Eight years after his untimely death, Archie the Snowman will return to life at 7:30 p.m. Friday in the basement of the former O’Neil’s department store, right next to Lock 3 Park in downtown Akron. Your favorite columnist swung by Archie’s new digs to chat him up.
Bob: Long time no see, dude!
Archie: Pardon me … have we met?
Bob: Well, no, not really. But I feel like I know you.
Archie: I thought I had met everyone in Greater Akron. How did you manage not to meet me?
Bob: I didn’t grow up here. Although you and I overlapped for many years, you didn’t mean anything to me.
Archie: Boy, you’re a real charmer.
Bob: Let me finish, frost face. Even though you’re not included in my personal childhood memory bank, I am well aware that tens of thousands of Greater Akronites worshipped at your big, snowy feet. When Chapel Hill Mall was sold and the new, out-of-state owners melted you down in 2004, people went bananas. One guy set up a Facebook page that reportedly had 6,500 members.
Archie: Well, at least you’ve done your homework, column boy.
Bob: That’s why they pay me the big bucks.
Archie: So what brings you around after all those missed opportunities?
Bob: The reason I treasure you, even though I don’t really know you, is that, in Akron, you are synonymous with the holidays. You transport local folks back to their childhoods, when life was simpler and a lot more fun. But before your oversized head gets any larger, keep in mind that every town has its own Archie.
Archie: Blasphemy! How can you say that?
Bob: I grew up in suburban Cleveland. Ever hear of Mr. Jingeling?
Archie: Mr. Gigolo?! That hardly seems appropriate for children!
================
- _Prompt_
Rewrite the Archie the Snowman interview between "Bob: That’s why" and "you say that?", inclusive, using "Christmas season" in place of "holidays".

- _Given entries_
================
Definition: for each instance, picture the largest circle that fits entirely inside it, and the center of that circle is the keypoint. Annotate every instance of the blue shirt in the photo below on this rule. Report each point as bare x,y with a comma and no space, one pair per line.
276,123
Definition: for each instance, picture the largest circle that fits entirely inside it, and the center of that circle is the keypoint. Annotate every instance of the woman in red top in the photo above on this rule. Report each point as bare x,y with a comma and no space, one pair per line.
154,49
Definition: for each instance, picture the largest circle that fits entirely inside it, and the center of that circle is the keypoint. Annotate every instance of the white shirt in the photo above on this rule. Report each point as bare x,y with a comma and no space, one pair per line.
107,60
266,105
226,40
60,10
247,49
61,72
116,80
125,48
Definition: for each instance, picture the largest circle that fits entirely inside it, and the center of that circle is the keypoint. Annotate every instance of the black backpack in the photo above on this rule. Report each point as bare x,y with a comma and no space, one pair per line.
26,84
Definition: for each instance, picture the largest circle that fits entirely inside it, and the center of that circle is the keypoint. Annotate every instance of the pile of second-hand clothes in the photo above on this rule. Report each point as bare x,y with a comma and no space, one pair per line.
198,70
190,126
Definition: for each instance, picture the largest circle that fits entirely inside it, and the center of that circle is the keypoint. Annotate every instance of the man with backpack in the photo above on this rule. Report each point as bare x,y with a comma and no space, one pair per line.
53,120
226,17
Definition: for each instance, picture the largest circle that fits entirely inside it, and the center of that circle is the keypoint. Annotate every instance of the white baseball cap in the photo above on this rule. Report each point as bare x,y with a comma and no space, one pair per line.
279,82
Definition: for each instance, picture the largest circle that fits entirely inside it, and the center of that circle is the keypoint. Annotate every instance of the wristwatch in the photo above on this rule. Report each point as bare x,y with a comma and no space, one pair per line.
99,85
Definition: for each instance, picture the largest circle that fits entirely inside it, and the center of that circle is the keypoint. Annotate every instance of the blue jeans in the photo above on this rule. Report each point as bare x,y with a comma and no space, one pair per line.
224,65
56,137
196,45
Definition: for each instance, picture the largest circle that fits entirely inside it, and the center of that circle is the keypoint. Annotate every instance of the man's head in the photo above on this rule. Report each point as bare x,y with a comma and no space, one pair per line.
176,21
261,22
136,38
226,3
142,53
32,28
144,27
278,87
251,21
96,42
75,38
================
- _Result of this task_
Bob: That’s why they pay me the big bucks.
Archie: So what brings you around after all those missed opportunities?
Bob: The reason I treasure you, even though I don’t really know you, is that, in Akron, you are synonymous with the Christmas season. You transport local folks back to their childhoods, when life was simpler and a lot more fun. But before your oversized head gets any larger, keep in mind that every town has its own Archie.
Archie: Blasphemy! How can you say that?